◆ EXERCISE SET ◆
1. According to the text on St. Maximilian Kolbe, what prisoner number was he given at Auschwitz?
2. In the text on St. Maximilian Kolbe, rewrite the part from "The Extraordinary Life" to "in February 1941.", replacing "Gestapo" with "Nazi secret police".

◆ SELECTED PASSAGE ◆
The Extraordinary Life and Sacrifice of St. Maximilian Kolbe
After the Gestapo closed down his Niepokalanów monastery in Poland, Fr. Maximilian Kolbe was arrested and imprisoned in Warsaw in February 1941.
By May of that year, he was transferred to Auschwitz as prisoner 16670.
Maximilian Kolbe was born in 1894 in Zduńska Wola, central Poland, the same year Coca-Cola was first sold in bottles.
His father, a weaver, was an ethnic German, and his mother, a midwife, was Polish. At the time, Poland was part of the Russian Empire.
Kolbe, who had four brothers (two of whom died from tuberculosis), joined the Conventual Franciscan Order in 1907 along with his older brother, Francis.
Upon becoming a novice, he took the name Maximilian. He earned doctorate in Philosophy from the Pontifical Gregorian University and in Theology from the Pontifical University of St. Bonaventure, both in Rome.
His father, Julius, joined the Polish resistance movement during World War I and was eventually captured and executed by the Russians.
In 1917, Kolbe formed the Army of the Immaculate One, aimed at converting sinners and enemies of the Catholic Church, particularly the Freemasons.
After completing his studies in Rome, he returned to a newly independent Poland in 1919, where he began teaching at a seminary in Krakow.
However, his battle with tuberculosis forced him to cease teaching.
Kolbe founded the publication "Knight of the Immaculata" in 1922 and established a new monastery in Poland, which also served as a religious publishing house.
Prior to his 1941 arrest, Kolbe was detained in September 1939 under general suspicion by the Nazis but was released after three months.
During the 1930s, Kolbe traveled to China and Japan, where he founded a monastery near Nagasaki in 1931.
This monastery remarkably survived the atomic bomb dropped on Nagasaki in 1945. Kolbe also established a monastery in India before returning to Poland in 1933 and then again in 1936 after another brief return to Japan.

◆ STORED DATA ◆

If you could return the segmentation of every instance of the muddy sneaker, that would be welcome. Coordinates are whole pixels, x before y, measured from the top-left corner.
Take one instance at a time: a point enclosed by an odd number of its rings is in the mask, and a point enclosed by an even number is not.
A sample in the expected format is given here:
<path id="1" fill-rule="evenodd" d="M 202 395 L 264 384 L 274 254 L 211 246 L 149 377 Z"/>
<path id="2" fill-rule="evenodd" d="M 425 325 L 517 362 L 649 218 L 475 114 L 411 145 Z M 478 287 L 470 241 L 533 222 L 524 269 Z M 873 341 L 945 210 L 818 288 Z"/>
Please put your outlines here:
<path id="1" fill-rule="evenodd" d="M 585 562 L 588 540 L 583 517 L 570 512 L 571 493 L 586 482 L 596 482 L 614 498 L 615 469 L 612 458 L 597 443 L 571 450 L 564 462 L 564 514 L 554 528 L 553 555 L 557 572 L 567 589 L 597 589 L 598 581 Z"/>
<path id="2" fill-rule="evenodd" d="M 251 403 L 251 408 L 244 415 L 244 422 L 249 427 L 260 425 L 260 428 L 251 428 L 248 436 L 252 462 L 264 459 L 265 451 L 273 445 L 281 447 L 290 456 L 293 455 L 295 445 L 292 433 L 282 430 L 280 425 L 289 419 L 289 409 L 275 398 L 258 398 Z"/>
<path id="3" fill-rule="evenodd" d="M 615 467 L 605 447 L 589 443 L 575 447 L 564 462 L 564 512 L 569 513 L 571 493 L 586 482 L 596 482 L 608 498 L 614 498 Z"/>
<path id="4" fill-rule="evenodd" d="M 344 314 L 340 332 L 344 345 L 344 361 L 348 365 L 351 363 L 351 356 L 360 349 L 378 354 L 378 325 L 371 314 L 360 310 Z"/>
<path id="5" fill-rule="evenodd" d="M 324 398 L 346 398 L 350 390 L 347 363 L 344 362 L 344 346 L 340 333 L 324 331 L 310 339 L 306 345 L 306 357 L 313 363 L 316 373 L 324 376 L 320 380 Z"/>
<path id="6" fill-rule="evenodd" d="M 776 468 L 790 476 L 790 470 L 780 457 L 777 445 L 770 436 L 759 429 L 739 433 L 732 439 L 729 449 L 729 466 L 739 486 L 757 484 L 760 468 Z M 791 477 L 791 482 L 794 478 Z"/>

◆ TASK RESULTS ◆
1. 16670

2.
The Extraordinary Life and Sacrifice of St. Maximilian Kolbe
After the Nazi secret police closed down his Niepokalanów monastery in Poland, Fr. Maximilian Kolbe was arrested and imprisoned in Warsaw in February 1941.